Task statement
Arrange the stretch of lines from the one containing "the owl wing" through the end of the records, both ends included, as a Markdown table with the columns No. and Line, numbering the rows and omitting blank lines. Leave the pictures out of the answer.

(Location identification items)
—————
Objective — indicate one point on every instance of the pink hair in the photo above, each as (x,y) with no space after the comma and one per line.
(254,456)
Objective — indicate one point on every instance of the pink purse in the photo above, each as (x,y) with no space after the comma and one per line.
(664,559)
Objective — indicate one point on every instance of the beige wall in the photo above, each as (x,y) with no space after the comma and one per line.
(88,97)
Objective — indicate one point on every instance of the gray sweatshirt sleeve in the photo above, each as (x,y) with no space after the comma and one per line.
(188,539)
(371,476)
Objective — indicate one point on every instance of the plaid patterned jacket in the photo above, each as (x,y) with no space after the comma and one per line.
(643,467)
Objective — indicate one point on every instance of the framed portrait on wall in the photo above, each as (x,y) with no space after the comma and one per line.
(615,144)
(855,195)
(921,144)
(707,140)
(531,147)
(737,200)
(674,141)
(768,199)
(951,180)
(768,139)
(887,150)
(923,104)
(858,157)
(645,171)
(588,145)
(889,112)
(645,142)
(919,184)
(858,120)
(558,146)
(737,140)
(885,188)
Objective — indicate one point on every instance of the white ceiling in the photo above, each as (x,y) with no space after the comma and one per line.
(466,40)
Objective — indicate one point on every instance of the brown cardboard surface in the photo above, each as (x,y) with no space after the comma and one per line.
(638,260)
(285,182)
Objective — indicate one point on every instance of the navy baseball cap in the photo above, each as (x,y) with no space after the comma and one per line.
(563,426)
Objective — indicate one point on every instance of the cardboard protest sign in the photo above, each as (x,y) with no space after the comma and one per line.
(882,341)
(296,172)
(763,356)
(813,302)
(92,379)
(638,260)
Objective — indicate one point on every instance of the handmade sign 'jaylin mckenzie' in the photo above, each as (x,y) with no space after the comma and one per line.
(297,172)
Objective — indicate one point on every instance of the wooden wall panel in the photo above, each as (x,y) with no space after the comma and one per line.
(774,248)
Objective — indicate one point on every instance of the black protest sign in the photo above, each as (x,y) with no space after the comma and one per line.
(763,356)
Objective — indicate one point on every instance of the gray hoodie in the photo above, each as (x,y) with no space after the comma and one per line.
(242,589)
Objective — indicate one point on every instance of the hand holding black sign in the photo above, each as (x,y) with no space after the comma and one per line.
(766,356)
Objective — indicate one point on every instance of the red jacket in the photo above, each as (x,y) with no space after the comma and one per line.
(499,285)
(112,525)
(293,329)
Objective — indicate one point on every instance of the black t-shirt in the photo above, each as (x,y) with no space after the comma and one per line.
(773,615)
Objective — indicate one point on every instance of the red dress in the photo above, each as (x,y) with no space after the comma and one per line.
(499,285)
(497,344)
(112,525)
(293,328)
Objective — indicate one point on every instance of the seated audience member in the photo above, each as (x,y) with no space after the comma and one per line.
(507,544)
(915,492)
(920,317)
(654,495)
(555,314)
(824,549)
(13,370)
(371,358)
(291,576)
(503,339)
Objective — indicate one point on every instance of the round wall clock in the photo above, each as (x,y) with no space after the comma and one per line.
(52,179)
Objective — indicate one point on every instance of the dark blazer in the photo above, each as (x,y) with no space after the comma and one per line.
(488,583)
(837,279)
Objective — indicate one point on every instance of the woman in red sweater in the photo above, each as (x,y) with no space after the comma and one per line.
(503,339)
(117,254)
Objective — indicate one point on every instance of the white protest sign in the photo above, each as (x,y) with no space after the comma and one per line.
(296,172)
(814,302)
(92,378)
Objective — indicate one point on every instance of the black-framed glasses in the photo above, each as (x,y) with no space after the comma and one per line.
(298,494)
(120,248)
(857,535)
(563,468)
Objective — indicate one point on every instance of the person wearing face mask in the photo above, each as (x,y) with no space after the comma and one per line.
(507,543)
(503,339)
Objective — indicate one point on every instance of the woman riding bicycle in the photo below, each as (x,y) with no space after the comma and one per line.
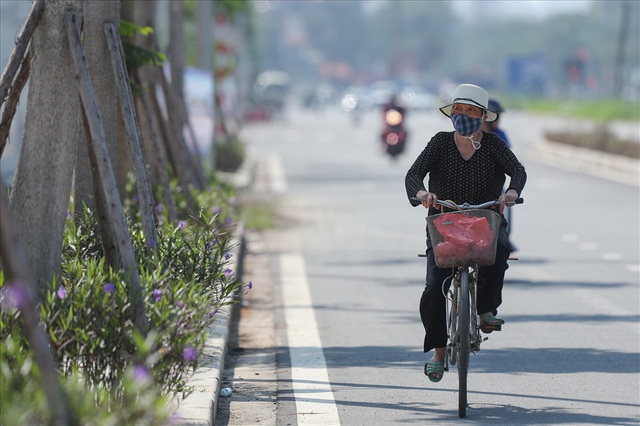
(466,165)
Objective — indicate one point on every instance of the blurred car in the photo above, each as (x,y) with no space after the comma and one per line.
(356,98)
(382,91)
(418,98)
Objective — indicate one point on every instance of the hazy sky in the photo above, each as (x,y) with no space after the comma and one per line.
(518,8)
(507,8)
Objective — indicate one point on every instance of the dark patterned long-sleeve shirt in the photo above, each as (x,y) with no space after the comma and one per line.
(476,180)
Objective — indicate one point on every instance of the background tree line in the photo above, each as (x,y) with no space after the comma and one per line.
(426,43)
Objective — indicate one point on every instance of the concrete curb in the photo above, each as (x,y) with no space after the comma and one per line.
(597,163)
(201,405)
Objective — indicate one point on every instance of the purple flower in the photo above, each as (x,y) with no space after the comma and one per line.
(14,295)
(189,353)
(140,373)
(62,293)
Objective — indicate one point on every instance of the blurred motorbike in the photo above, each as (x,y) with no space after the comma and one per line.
(394,135)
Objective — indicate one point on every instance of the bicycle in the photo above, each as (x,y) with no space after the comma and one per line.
(464,255)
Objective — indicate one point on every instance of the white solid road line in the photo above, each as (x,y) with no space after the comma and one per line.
(277,179)
(315,404)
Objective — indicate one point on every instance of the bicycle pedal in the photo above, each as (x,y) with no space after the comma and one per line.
(490,328)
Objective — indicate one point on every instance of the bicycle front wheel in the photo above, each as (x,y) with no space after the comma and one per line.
(464,329)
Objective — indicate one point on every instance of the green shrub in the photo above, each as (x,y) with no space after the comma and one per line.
(185,275)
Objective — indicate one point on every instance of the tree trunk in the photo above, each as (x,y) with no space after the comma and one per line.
(43,177)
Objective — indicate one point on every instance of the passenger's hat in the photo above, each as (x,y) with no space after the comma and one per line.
(471,94)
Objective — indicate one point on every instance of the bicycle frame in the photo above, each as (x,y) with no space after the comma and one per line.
(462,317)
(463,326)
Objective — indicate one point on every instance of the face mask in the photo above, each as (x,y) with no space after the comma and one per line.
(466,125)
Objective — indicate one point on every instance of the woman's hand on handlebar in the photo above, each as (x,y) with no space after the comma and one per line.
(429,199)
(508,199)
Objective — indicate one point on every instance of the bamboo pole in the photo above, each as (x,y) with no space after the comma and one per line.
(13,97)
(107,179)
(132,130)
(158,152)
(21,47)
(17,277)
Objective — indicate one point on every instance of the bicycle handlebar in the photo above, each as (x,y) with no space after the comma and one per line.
(466,206)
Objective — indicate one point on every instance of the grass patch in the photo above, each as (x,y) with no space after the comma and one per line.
(600,111)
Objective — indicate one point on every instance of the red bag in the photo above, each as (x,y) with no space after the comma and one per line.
(464,237)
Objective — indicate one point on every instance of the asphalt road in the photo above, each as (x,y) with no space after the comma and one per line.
(330,333)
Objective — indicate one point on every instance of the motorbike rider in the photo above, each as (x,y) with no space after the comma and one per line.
(393,116)
(393,103)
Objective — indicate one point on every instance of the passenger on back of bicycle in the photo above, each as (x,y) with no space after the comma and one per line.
(494,126)
(466,165)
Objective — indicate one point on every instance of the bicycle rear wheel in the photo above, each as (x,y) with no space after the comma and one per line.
(464,327)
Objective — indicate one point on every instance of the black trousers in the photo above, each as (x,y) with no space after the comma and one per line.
(433,310)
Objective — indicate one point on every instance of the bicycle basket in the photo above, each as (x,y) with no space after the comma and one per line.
(464,237)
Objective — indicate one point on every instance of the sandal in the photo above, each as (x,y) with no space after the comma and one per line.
(434,368)
(489,323)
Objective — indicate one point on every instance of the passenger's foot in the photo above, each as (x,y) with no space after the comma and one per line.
(490,323)
(434,370)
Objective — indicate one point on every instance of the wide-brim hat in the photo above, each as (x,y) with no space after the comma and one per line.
(471,94)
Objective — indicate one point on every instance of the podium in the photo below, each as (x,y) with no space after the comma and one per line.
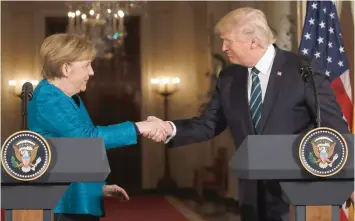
(275,157)
(73,160)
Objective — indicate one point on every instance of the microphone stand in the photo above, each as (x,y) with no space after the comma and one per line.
(307,73)
(26,96)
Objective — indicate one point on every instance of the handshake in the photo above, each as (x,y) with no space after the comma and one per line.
(155,129)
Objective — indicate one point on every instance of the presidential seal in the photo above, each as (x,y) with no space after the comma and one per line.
(323,152)
(25,156)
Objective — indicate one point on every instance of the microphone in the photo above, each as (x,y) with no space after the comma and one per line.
(308,75)
(26,95)
(27,91)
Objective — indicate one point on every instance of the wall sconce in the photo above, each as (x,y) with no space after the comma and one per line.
(165,86)
(16,86)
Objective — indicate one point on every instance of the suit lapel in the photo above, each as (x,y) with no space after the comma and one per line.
(272,87)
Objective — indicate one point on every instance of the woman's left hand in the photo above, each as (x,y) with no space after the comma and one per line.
(114,190)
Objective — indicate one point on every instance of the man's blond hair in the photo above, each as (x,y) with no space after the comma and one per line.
(248,23)
(59,49)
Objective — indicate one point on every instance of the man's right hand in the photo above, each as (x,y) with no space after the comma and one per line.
(155,129)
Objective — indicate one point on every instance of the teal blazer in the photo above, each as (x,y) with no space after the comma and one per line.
(51,113)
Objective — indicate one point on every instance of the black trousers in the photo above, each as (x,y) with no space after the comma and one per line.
(75,217)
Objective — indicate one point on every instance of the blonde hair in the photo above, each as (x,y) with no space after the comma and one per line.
(249,23)
(59,49)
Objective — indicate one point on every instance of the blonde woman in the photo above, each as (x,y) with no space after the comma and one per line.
(56,110)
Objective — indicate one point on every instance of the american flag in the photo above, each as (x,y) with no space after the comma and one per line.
(321,39)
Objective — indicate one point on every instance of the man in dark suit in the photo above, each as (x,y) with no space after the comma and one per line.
(262,92)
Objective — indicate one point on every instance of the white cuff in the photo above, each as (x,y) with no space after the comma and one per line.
(173,134)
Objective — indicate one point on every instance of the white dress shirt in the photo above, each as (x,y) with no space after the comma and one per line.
(264,65)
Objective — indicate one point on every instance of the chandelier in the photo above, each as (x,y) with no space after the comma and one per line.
(102,23)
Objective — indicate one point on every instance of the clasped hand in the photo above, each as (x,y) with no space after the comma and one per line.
(155,129)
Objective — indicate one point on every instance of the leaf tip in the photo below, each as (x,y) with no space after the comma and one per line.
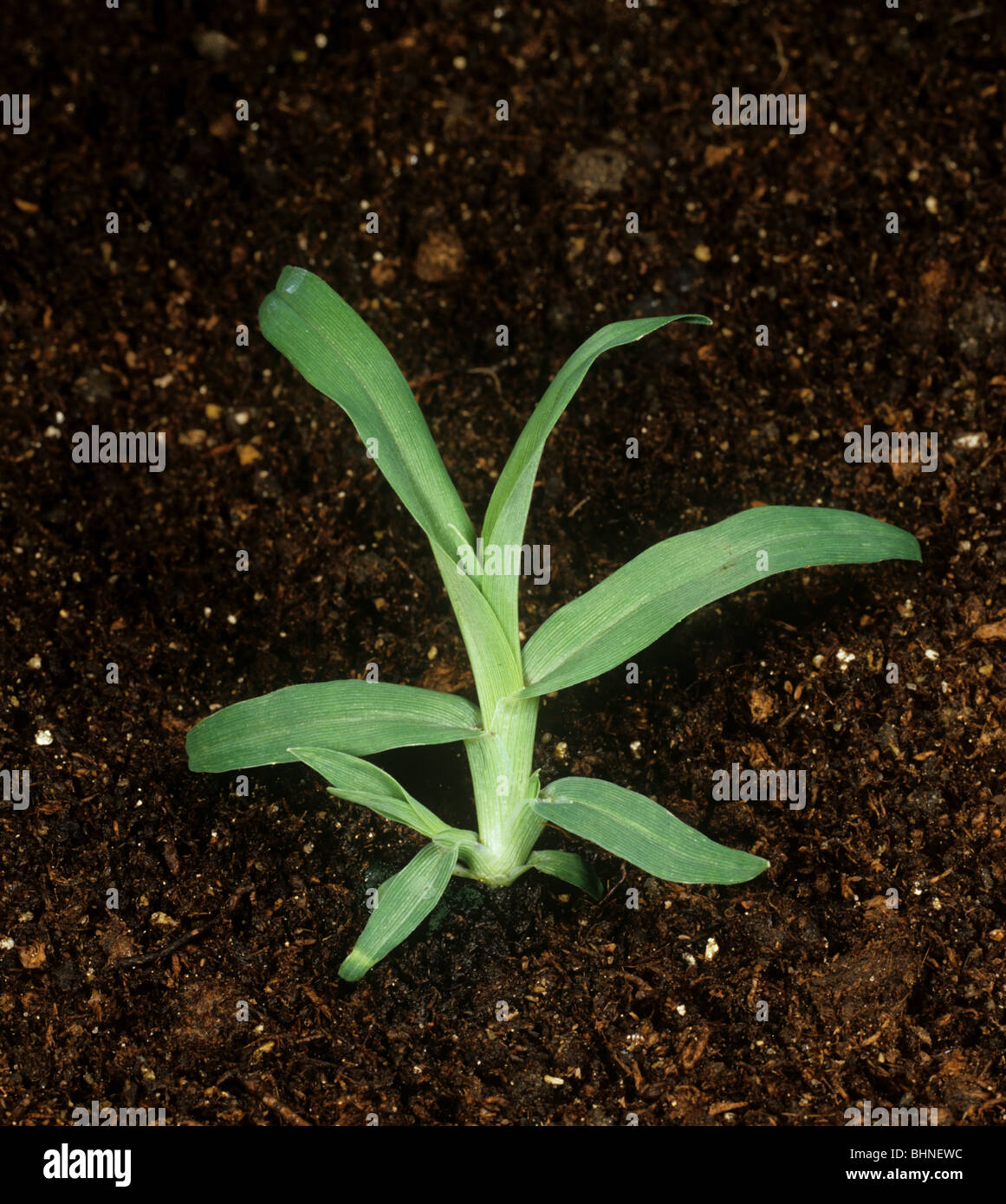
(354,967)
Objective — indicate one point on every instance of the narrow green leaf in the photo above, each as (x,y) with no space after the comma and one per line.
(664,584)
(338,353)
(570,868)
(335,351)
(508,513)
(360,718)
(634,827)
(403,903)
(496,666)
(360,781)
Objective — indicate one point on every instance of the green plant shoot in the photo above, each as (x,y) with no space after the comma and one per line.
(333,726)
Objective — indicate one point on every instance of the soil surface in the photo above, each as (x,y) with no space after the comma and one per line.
(781,1002)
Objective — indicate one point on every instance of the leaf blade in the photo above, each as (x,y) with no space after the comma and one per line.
(358,718)
(360,781)
(568,867)
(646,598)
(632,826)
(508,512)
(339,354)
(404,901)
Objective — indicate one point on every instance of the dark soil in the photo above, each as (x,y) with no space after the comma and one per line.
(223,898)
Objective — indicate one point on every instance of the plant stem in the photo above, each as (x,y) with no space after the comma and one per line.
(502,777)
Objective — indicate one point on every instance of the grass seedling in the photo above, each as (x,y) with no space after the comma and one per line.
(333,725)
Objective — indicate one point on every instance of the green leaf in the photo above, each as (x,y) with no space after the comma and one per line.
(496,666)
(360,718)
(570,867)
(338,353)
(641,601)
(360,781)
(634,827)
(403,903)
(508,513)
(335,351)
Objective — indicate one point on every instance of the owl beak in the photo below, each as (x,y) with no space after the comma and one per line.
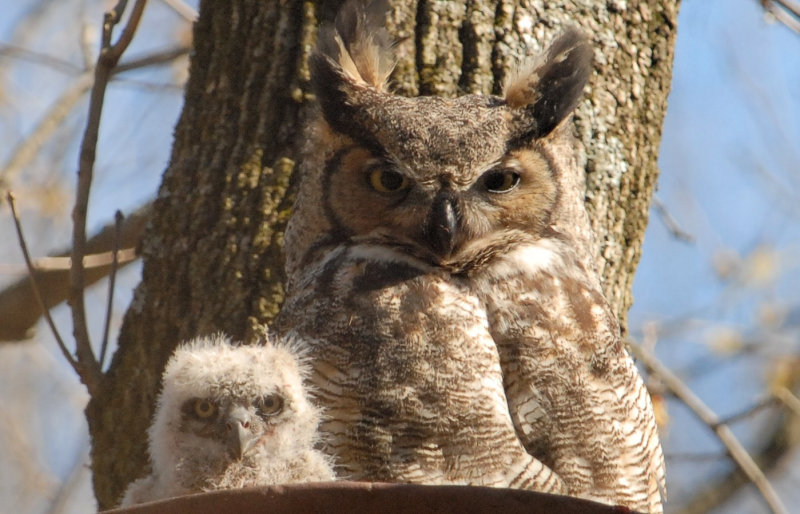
(240,437)
(442,225)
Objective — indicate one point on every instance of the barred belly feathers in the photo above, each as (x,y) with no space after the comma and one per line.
(440,280)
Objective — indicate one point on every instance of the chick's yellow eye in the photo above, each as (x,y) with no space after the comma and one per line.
(204,409)
(387,181)
(270,405)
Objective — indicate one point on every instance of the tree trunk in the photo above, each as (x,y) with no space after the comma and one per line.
(212,252)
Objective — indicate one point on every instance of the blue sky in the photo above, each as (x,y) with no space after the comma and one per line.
(730,176)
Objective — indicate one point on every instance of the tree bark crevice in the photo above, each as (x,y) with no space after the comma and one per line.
(212,251)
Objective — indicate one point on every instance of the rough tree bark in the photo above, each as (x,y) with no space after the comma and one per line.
(212,252)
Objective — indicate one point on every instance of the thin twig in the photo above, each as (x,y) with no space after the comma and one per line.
(108,59)
(768,401)
(92,260)
(790,400)
(737,452)
(696,456)
(22,155)
(111,283)
(185,10)
(29,148)
(31,273)
(785,12)
(670,222)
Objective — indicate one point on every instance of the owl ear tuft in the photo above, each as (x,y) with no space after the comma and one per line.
(353,61)
(547,88)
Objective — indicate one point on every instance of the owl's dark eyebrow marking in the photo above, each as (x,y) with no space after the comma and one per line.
(333,165)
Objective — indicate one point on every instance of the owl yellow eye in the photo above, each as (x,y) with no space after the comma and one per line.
(270,405)
(387,181)
(204,409)
(501,181)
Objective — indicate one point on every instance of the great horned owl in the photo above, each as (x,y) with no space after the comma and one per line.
(439,269)
(227,417)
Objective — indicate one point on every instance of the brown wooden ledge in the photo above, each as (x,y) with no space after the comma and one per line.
(363,497)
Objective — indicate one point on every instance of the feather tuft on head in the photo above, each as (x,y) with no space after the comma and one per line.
(358,43)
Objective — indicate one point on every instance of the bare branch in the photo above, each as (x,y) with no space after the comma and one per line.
(19,310)
(108,59)
(785,11)
(737,452)
(111,283)
(23,245)
(765,402)
(183,9)
(27,150)
(788,398)
(670,222)
(54,63)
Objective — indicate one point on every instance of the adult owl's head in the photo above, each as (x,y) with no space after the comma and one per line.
(448,179)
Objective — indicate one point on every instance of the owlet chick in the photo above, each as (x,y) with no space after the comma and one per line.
(227,417)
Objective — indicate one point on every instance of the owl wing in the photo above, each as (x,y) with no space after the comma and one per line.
(576,399)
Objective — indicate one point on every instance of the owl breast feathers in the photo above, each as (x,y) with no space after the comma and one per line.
(227,417)
(439,275)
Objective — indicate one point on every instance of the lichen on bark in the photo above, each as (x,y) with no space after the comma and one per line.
(212,252)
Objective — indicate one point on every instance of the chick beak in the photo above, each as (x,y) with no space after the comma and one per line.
(442,225)
(240,436)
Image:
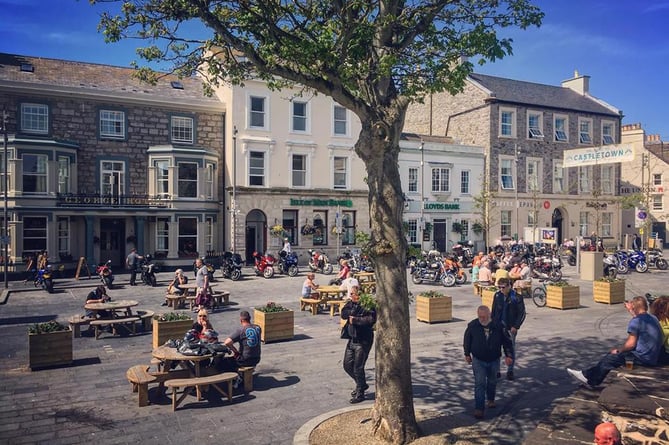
—————
Result for this task
| No. | Line |
|---|---|
| 1 | Objective — indicate one point on every instance of the owl wing in the photo above, each as (x,y) with no space after the comma and one per line. |
| 2 | (576,399) |
| 3 | Objective — indicate one point on every instance of the owl breast feathers in the photo above, each as (x,y) with no space after the comma and one per line. |
| 4 | (227,417) |
| 5 | (439,275) |
| 6 | Objective — indicate one point on every instance of the lichen on bark in the photo above, each as (x,y) with no space after the comma and one per line. |
| 7 | (212,252) |
| 8 | Objective — indicate one point on every instance of the chick beak in the photo above, each as (x,y) with no space after the comma and one per line. |
| 9 | (442,225) |
| 10 | (240,436) |
| 11 | Image: |